## THE PROBLEM
Arrange the lines below as a Markdown table with two columns, Row and Line, numbering each row and leaving out any blank lines.

## SOURCE MATERIAL
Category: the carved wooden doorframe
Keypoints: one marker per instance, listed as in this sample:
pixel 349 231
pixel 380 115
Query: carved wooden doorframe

## OUTPUT OF THE EXERCISE
| Row | Line |
|---|---|
| 1 | Category: the carved wooden doorframe |
| 2 | Keypoints: one marker per instance, listed as in this sample: |
| 3 | pixel 349 231 |
| 4 | pixel 380 115 |
| 5 | Query: carved wooden doorframe |